PROBLEM REQUIREMENTS: Can you rewrite the lines below, swapping "gets one point" for "receives a single point" everywhere, changing nothing else and leaving out the pictures?

Point annotation dataset records:

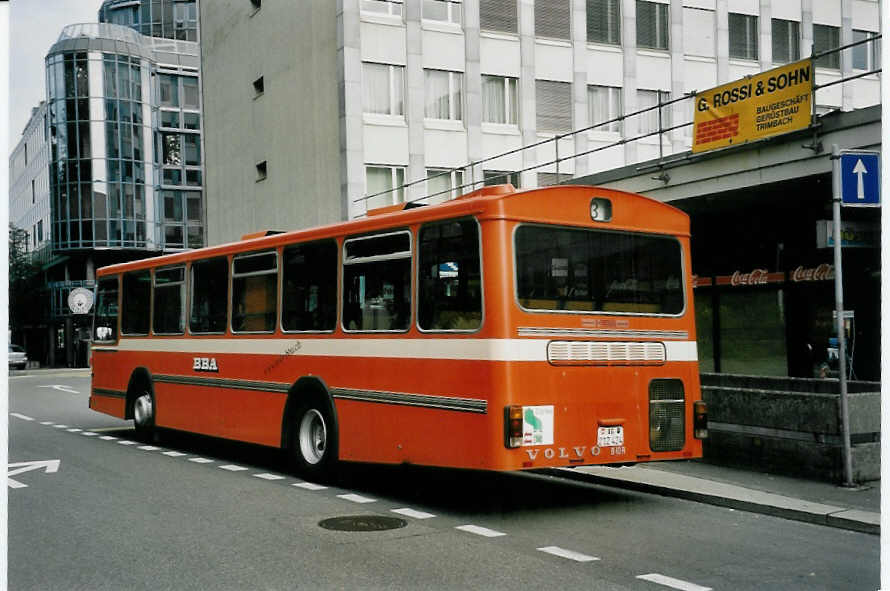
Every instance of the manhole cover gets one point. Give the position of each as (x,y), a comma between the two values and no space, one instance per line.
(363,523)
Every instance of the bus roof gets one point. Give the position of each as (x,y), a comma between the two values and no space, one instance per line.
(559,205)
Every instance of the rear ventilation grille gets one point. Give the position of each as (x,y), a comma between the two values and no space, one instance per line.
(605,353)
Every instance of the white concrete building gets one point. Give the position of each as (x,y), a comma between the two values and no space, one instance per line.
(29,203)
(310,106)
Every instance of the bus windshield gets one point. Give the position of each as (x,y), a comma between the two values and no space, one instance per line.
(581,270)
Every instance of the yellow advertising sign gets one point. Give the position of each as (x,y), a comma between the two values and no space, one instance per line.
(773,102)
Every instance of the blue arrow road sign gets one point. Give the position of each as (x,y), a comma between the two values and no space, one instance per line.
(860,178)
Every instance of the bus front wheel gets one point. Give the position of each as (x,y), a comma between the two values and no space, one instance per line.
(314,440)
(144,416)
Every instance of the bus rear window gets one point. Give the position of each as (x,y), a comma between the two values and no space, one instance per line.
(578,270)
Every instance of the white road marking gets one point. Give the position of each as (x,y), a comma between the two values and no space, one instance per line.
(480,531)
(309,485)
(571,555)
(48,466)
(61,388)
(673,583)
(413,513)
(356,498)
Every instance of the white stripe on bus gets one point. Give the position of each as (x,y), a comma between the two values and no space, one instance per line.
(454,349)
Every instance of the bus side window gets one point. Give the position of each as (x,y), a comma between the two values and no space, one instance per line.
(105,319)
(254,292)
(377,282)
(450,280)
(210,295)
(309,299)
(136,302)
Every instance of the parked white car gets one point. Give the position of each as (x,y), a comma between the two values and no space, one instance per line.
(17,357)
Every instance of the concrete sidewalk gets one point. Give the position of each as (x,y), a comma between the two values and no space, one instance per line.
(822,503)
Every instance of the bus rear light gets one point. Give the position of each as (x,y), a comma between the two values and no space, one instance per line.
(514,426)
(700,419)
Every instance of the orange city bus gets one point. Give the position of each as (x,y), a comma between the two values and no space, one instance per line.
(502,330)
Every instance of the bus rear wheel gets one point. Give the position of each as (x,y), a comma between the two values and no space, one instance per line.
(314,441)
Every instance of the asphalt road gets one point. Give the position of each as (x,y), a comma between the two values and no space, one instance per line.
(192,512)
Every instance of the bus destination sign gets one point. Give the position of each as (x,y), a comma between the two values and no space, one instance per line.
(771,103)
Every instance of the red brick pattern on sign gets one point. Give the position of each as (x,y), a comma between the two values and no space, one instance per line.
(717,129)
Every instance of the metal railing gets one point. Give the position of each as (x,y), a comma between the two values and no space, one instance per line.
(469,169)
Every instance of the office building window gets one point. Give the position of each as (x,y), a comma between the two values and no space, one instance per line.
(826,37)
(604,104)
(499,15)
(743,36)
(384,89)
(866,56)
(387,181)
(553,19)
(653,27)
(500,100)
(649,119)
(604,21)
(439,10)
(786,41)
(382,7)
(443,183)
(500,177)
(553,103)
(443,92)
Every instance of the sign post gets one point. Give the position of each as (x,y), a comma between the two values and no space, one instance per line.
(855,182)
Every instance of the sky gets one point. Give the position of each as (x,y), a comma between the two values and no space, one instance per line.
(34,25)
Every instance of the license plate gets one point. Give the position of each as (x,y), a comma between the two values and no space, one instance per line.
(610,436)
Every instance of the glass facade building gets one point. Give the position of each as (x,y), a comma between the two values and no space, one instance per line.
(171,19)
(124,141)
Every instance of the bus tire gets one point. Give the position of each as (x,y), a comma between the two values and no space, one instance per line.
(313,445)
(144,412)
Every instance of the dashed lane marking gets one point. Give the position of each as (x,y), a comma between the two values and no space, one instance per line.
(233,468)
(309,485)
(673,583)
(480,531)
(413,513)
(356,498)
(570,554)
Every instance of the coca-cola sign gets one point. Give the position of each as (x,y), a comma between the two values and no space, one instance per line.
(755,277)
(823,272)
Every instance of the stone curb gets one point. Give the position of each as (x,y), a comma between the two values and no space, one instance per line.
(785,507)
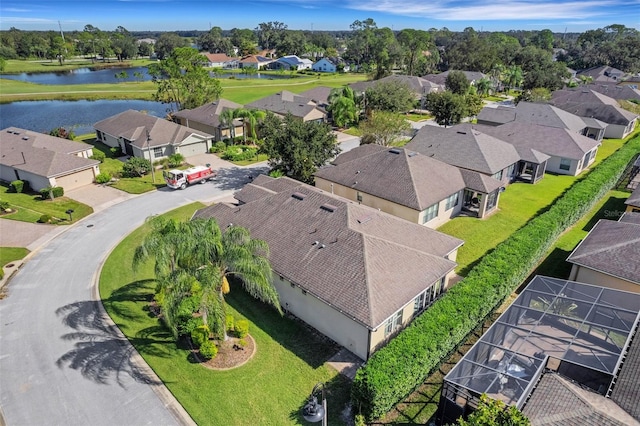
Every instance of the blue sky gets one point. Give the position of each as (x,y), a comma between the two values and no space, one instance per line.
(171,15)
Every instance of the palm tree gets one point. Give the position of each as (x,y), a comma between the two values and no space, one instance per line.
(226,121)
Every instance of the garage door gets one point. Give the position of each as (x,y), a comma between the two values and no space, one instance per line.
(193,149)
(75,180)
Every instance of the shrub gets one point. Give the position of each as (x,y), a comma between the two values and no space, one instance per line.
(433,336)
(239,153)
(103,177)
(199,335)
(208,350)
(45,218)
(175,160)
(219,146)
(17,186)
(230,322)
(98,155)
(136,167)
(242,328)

RESULT OF THIS TASK:
Every instance of the manhole cover receives a single point. Give the position of each as (x,y), a comma between the two values and no space, one instance per line.
(363,523)
Every instance of the bus roof receives a single point. Give the position of each as (x,y), a comma between the two values and no space, one instance per line.
(559,205)
Every instance of the rear ventilation grille receives a single point. Give the position of each as (x,y), a comma between the two values and no space, one instance per line.
(605,353)
Every instance of the white concrete building receives a single point. Give the position of each as (x,y), a comma between the two values and no space, one instance per line.
(29,203)
(310,106)
Every instance of the bus windshield receives a single point. Give the position of each as (x,y), a comma between the two values and no space, one instance per line.
(581,270)
Every instance of the yellow advertising sign receives a single point. Give the position of each as (x,y), a comma between the two values and no space, one instance per line.
(773,102)
Every instance of the blue arrow road sign receives a single point. Give the position of each as (x,y), a comma between the two values and no space, one instance per line.
(860,178)
Every instance of the bus front wheel receives a single point. Give the position of each as (x,y), a comma between the two values and no space, one instance per line.
(314,440)
(144,416)
Every instance of the bus rear window receives a single point. Give the position of each as (x,y), a comma between the two values and no space, one instance per line.
(578,270)
Every instance of the white road marking receives a single point. Give the position of each as (x,y), a comma between the two values and no space, one instance per line.
(480,531)
(309,485)
(571,555)
(48,466)
(61,388)
(673,583)
(413,513)
(356,498)
Every instance of the white stripe on bus receives a single point. Give the position of each as (x,y), a comma between the two values and no space, one instance per line.
(454,349)
Every instance of the bus side window receives a single point. Give the position of each as (x,y), a comma between the two values and no space, one instance per line.
(105,319)
(254,292)
(377,282)
(450,280)
(210,295)
(309,299)
(136,302)
Every instance of the parked white car receives a single point. Give the position of each as (x,y), a comma between the two values and no space, one instance per line.
(17,357)
Every instance of the concrete sidewalk receives a single point. Give the position of each as (x,y), a comma between the two values and no space, one instance per line.
(822,503)
Every instance of the bus rear light receives a single point. Give the position of each as (x,y), a comma between the two values and no space, one instance per line.
(514,426)
(700,419)
Every instance of the orange city bus receives a single point. Give the position of each as (x,y), a comma between the two values and no space, one instance per line.
(502,330)
Every instance of the bus rear wheel receives a single point. Give the position of each as (x,y), a comma between the two values and no space, one instance per line.
(314,441)
Every instance of the asphalt road receives a single point. Give the position of each as (x,y), a comma between the two values and no space, one instance per line.
(192,512)
Every instance of the bus destination sign receives a single point. Give the position of each as (x,y), a comma between the two values and no space, one instance per line.
(771,103)
Every instance of the red brick pattern on sign receives a single point. Give the position of each as (x,y), a comma between the two values and no space, one instance per line.
(717,129)
Every instance of the metal railing receives a single point. Give the position of each as (x,y), a comma between the two values and no space, one instance per line.
(469,169)
Every instance of the office building window receives a single point. Give the position of each as (x,y), a comma between the two values and no space, one instance per line.
(826,37)
(604,104)
(499,15)
(743,36)
(384,89)
(866,56)
(387,181)
(553,19)
(653,27)
(500,100)
(649,119)
(604,21)
(439,10)
(786,41)
(382,7)
(443,183)
(500,177)
(553,103)
(443,92)
Every instance of the sign post receives a single point. Give the position of each as (x,y), a comma between the two values and no space, one instance per line.
(855,182)
Every instance of the sky receives a single point. Give the position of each as (x,y), a comma between the two values and no space, one instance per line.
(34,25)
Every instance of the license plate receives a single point. Give the position of each as (x,y), a comma between the two values and no space, one instance per line.
(610,436)
Every instance of the glass facade building receives a single point. Give the position of each as (x,y), a comma between the two values and no space, one instance per line.
(171,19)
(124,141)
Every instance of the bus tire receives a single point. Give the position of each as (x,y), a comma between the two values and no space, one instance per line.
(313,445)
(144,412)
Every instance of the dashed lane marking receives a single point. Give the position of each as (x,y), a comma between the two values and no space, one instance per line.
(233,468)
(309,485)
(673,583)
(480,531)
(413,513)
(356,498)
(570,554)
Every instance of the coca-cola sign receives a single point. Give the position of each as (x,y), a comma between the two values and no space, one instance per line.
(755,277)
(823,272)
Every instance of the stone curb receives a single point. Give the position of each as (x,y), a comma between the two values and no space, one instance per line.
(785,507)
Every instance of the blue sky receives a single point. Give the position of each as (x,y), a comma between the two values and no space, one instance per line.
(171,15)
Every instance of the palm tree receives a single point. Give the position of each as (x,y), a comma between the two values and no space, one instance per line.
(226,121)
Every instance of the garage door receives a single point. Give the position of each as (x,y), a comma between the two values and no space, one instance per line.
(193,149)
(75,180)
Every instance of the shrub receives a single point. Give the position of each as (x,y), a comma between the two values and no space, one instance per line.
(433,336)
(239,153)
(103,177)
(199,335)
(208,350)
(45,218)
(175,160)
(219,146)
(17,186)
(230,322)
(98,155)
(136,167)
(242,328)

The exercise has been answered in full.